TRY IT →
Scan the listing for the word "Target", and copy out each line where it is found.

EXERCISE INPUTS →
╭──

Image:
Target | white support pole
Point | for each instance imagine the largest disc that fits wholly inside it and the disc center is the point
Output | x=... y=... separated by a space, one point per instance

╰──
╭──

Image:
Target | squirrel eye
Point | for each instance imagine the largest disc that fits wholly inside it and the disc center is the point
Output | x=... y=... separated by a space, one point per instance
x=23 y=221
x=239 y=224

╰──

SOLUTION →
Target | white support pole
Target | squirrel eye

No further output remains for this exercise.